REQUIREMENT: Reproduce every line of the records below verbatim, changing nothing.

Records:
####################

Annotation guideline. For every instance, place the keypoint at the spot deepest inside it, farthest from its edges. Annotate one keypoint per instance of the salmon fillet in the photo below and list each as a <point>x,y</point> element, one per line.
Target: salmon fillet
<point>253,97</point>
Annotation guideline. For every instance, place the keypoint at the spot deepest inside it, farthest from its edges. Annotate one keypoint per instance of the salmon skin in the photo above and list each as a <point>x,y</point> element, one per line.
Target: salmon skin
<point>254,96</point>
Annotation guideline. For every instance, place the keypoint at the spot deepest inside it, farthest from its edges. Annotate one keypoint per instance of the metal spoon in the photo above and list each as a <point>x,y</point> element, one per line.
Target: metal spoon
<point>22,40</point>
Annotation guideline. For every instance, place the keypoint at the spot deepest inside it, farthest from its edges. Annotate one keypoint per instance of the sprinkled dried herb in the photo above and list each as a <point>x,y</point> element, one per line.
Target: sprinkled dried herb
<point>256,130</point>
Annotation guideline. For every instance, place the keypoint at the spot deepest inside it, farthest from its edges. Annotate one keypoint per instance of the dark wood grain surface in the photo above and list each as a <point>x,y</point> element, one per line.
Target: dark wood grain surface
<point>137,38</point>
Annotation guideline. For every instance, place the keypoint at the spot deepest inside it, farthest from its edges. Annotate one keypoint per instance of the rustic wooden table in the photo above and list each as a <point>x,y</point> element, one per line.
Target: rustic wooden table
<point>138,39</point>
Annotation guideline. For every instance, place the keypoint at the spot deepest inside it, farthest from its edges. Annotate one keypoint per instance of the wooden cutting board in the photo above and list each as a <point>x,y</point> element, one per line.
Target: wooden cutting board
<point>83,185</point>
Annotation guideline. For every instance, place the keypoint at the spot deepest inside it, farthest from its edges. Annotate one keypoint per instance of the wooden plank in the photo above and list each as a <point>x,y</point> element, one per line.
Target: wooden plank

####################

EXERCISE RESULT:
Annotation guideline. For every instance, place the keypoint at the spot deepest inside it, farthest from its edges. Annotate one keypoint per instance of the salmon fillet in the photo below and list each as a <point>x,y</point> element, one per line.
Target: salmon fillet
<point>253,97</point>
Annotation guideline. For every instance, place the keypoint at the spot deepest inside it, farthest from its edges. Annotate one keypoint per instance of the salmon skin in the photo above and list each as a <point>x,y</point> element, one per line.
Target: salmon skin
<point>254,96</point>
Annotation guideline. For every instance, place the keypoint at the spot deepest inside it, farthest from its edges. Annotate one keypoint per instance of the metal spoon in the photo above and list each as a <point>x,y</point> element, one per line.
Target: metal spoon
<point>22,40</point>
Annotation guideline. For every instance, place the keypoint at the spot deepest inside it, farthest from its edges. Annotate one keypoint per instance of the sprinkled dried herb in the photo above and list each as a <point>x,y</point> element, one per line.
Target: sprinkled dried herb
<point>256,130</point>
Annotation guideline. For every instance, place the keypoint at the spot deepest inside it, farthest from its edges. Annotate one keypoint per instance of the dark wood grain surface in the photo above and list each as a <point>x,y</point> element, one per line.
Target: dark wood grain surface
<point>137,38</point>
Annotation guideline. For every instance, place the keypoint at the spot deepest inside it, farthest from its edges. Annotate one keypoint per instance of the rustic wooden table in the photo above and list each as a <point>x,y</point> element, one per line.
Target: rustic wooden table
<point>138,39</point>
Annotation guideline. For every instance, place the keypoint at the spot deepest inside it, farthest from its edges. Annotate one keypoint per instance of the wooden cutting board in the photo above and list each as a <point>x,y</point> element, one per line.
Target: wooden cutting board
<point>83,185</point>
Annotation guideline. For every instance, place the keypoint at the spot deepest inside it, farthest from its edges. Annotate one keypoint per instance of the wooden plank in the photo above and list each as a <point>x,y</point> element, one per line.
Target: wooden plank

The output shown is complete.